What is expected
How many lines of the data hold the word "below"? State the number and nothing else.

Data to use

<<<<

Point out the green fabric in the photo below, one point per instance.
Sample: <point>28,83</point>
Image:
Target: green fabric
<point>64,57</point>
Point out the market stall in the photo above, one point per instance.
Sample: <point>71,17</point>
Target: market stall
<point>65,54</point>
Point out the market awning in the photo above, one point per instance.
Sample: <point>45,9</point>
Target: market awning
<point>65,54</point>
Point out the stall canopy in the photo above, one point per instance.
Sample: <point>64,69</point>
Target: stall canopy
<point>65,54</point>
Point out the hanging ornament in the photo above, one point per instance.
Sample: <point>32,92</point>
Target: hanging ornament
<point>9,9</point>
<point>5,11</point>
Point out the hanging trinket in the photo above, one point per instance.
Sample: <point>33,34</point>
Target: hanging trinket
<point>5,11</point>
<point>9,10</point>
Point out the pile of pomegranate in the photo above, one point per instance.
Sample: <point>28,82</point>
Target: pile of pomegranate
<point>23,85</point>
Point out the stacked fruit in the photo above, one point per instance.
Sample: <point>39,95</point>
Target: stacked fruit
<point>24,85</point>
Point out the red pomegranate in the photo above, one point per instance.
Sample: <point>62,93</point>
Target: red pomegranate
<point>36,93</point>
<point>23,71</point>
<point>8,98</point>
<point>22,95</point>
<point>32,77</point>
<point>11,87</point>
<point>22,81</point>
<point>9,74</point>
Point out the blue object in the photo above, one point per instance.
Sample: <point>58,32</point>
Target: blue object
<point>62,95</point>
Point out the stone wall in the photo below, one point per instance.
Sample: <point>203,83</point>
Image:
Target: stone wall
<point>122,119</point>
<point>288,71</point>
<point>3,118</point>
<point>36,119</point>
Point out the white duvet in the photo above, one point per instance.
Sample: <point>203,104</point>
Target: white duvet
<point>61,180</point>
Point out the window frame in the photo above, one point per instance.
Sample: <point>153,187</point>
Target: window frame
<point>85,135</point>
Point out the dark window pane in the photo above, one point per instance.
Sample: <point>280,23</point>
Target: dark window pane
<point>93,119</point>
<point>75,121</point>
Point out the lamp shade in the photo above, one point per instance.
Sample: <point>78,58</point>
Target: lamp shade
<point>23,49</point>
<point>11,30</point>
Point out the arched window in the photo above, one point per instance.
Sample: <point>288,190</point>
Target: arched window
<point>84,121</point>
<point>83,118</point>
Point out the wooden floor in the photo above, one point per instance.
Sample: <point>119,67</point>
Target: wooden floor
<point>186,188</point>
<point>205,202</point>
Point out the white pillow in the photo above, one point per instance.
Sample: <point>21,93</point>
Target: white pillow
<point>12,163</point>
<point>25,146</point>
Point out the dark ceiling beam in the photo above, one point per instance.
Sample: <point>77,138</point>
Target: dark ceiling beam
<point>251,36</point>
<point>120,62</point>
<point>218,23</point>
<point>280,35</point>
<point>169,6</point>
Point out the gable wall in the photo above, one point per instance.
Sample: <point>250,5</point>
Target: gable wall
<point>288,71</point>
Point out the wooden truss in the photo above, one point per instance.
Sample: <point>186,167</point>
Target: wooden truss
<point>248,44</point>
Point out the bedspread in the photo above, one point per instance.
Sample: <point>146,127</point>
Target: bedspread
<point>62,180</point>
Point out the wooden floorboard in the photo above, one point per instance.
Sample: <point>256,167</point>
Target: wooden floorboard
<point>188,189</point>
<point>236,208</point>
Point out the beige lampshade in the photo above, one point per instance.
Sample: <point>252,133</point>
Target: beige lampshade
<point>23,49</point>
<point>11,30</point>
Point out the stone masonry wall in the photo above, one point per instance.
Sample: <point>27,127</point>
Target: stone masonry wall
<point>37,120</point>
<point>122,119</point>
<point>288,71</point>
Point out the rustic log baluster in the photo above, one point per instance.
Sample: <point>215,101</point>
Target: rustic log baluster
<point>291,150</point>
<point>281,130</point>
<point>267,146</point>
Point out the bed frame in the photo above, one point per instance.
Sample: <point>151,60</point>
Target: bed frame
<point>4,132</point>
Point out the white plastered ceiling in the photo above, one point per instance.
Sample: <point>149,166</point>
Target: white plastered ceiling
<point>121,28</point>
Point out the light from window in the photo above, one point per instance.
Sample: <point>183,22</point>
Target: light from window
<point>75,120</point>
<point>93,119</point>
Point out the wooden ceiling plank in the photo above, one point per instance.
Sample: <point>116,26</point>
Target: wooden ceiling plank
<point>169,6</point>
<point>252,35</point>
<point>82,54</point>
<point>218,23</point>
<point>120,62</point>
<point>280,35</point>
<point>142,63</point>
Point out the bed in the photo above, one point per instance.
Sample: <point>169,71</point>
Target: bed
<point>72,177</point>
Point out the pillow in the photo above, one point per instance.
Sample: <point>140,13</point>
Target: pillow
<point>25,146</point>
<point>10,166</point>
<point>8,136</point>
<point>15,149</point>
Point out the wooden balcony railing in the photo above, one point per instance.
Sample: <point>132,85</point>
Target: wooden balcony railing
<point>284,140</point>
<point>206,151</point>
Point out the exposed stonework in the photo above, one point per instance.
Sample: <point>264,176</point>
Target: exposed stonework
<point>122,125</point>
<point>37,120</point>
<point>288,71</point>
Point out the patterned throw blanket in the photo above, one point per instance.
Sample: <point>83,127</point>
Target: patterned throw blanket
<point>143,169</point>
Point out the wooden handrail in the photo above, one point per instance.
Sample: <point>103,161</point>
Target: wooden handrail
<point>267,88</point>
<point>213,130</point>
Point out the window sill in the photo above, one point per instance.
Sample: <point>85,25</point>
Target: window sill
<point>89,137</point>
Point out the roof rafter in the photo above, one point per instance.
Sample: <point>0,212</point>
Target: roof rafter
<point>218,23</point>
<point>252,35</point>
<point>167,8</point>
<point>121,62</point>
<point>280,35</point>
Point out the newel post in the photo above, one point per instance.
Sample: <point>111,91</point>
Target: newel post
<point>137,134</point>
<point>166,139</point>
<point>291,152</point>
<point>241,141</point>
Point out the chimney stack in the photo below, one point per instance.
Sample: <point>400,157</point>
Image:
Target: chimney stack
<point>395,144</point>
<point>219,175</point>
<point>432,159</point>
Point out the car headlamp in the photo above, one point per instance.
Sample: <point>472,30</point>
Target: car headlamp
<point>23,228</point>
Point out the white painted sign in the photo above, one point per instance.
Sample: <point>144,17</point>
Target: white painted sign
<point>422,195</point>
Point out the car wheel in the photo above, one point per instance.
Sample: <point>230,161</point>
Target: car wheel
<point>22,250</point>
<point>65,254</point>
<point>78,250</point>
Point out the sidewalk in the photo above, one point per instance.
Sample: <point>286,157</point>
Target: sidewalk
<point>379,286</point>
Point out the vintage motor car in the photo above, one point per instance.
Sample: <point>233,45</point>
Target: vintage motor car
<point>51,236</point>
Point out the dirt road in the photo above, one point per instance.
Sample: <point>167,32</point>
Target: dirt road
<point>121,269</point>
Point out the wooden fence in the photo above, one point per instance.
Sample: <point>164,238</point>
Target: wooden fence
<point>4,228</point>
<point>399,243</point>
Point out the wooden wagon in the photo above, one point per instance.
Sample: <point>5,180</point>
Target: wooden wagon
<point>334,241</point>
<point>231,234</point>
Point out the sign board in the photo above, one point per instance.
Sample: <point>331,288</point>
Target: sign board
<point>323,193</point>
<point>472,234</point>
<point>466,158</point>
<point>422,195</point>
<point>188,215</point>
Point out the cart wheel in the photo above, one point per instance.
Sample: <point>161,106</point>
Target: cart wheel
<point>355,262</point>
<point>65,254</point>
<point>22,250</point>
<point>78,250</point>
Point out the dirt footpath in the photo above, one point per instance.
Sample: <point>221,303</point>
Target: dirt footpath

>>>>

Written solution
3